• INSTRUCTION:
Rewrite the material from the line containing "around the town" through the line containing "0,134,250,194" as a two-column CSV headed instruction and answer. Give one row per instruction and the answer that follows it, with each value in a single quoted field and line breaks replaced by spaces.

• DATA EXCERPTS:
^^^^
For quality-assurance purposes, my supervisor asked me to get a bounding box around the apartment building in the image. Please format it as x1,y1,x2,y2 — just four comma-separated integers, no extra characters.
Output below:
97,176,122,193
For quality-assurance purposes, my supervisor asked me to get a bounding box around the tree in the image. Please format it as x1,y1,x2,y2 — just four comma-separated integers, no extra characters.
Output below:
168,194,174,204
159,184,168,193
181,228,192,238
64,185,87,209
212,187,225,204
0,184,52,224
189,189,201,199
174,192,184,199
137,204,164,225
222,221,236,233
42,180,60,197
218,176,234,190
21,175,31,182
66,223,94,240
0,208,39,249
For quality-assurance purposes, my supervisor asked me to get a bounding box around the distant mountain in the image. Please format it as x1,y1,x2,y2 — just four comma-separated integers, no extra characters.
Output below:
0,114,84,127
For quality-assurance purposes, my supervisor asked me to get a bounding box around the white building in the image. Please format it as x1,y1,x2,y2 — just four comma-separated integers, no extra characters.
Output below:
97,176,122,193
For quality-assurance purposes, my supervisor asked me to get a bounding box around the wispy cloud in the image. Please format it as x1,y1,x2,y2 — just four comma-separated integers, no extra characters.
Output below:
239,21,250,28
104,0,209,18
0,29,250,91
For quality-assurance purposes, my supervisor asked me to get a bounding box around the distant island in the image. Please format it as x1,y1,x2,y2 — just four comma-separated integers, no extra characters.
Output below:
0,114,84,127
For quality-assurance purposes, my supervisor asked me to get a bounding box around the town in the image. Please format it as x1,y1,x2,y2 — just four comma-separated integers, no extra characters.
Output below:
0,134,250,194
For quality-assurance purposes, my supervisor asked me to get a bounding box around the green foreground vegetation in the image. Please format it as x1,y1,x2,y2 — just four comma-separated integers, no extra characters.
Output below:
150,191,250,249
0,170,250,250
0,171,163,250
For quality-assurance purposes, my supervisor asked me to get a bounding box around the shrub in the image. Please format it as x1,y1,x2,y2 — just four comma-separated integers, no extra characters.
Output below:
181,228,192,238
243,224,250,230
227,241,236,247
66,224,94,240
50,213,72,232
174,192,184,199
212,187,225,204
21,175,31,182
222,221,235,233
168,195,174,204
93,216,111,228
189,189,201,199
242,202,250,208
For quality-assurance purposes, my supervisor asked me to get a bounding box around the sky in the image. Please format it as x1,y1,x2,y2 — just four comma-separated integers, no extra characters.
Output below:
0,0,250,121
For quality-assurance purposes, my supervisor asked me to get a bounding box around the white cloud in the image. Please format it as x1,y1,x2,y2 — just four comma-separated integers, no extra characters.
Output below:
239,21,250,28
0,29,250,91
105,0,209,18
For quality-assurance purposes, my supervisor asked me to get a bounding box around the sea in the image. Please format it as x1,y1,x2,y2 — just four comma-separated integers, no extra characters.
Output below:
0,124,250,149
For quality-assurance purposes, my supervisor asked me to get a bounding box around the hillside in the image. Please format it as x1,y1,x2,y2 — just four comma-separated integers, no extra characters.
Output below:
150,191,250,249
^^^^
• ANSWER:
instruction,answer
"For quality-assurance purposes, my supervisor asked me to get a bounding box around the town in the image. Please format it as x1,y1,x2,y2 — just four comma-separated integers, no extra characters. Output below:","0,134,250,194"